- Task requirements
Reproduce every row below word for word, in the same order.

============

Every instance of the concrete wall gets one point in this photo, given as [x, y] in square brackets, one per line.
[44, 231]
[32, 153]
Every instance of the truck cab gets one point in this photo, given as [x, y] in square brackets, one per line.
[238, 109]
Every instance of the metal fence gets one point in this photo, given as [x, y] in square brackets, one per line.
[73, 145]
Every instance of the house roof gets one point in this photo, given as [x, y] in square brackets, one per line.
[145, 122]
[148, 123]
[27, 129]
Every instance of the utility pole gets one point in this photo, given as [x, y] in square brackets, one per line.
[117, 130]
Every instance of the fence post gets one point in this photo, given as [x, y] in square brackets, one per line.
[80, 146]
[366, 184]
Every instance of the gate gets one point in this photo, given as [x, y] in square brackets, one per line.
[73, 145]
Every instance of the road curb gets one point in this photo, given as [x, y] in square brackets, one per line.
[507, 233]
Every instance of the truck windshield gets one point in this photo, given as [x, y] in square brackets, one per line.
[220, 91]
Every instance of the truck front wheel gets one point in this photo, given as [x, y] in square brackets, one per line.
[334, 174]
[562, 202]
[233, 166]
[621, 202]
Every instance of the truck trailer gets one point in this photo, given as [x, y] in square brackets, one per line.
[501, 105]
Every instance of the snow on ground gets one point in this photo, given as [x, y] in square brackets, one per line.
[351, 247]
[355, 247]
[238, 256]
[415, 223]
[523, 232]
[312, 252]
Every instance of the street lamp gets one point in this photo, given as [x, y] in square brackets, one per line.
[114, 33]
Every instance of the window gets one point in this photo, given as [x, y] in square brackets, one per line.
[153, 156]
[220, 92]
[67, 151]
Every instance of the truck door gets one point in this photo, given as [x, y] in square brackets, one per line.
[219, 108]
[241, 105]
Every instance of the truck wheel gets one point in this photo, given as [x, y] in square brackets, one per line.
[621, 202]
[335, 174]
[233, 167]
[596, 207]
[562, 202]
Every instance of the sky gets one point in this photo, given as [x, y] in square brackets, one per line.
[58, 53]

============

- Solution
Every instance of the concrete wall gets one point in this photo, given as [x, y] in square brackets, one per line.
[44, 231]
[32, 153]
Every instance of the truck cab gets one point in this photo, given as [x, y] in square brackets, one per line.
[238, 109]
Every instance of the metal fence gets one point in this photo, given as [x, y] in square brackets, one per line.
[73, 145]
Every instance of the house roof gets one point in this photo, given as [x, y] in square brackets, one per line.
[145, 122]
[148, 123]
[27, 129]
Every instance of the utility pole gets one point in this photo, given as [x, y] in square brackets, one per line.
[117, 130]
Every instance of the fence post gets one point in this photo, given as [x, y] in square brackets, one per line.
[80, 146]
[366, 184]
Every instance of the gate gets one point in this photo, given as [x, y] in square brackets, one per line.
[73, 145]
Every instance of the road curb gets one point in this photo, given as [x, y] in square brackets, one per line.
[507, 233]
Every instance of the truck windshield gets one point in this photo, given as [x, y] in square brackets, one per line.
[220, 91]
Every instance of the truck front wheel gets one point in this photo, given as [x, y] in square brackets, one per line.
[334, 174]
[562, 202]
[233, 166]
[621, 202]
Every instance of the truck trailer gets one point in this photo, given as [x, y] in square brackets, one per line.
[501, 105]
Every instance of the snow on ground gets one point in this photo, given as [x, y] in square brackets, one per line.
[351, 247]
[355, 247]
[238, 256]
[415, 223]
[523, 232]
[312, 252]
Every instance of the street lamp gets one point in this photo, given as [x, y] in square brackets, one per line.
[114, 33]
Every instance of the window gets one point in this photo, given as [x, y] in square brackets, one per line.
[153, 156]
[220, 92]
[67, 151]
Every instance of the truck door gets one point in this photo, given as [x, y] in square brackets, one per line.
[219, 108]
[241, 105]
Every instance of the truck wheel gets one point in this photo, given as [x, y] in square brackets, one per line.
[621, 202]
[335, 174]
[233, 167]
[596, 207]
[562, 202]
Every instance of the sky gets one point in this photo, given as [x, y] in square brackets, one per line.
[58, 53]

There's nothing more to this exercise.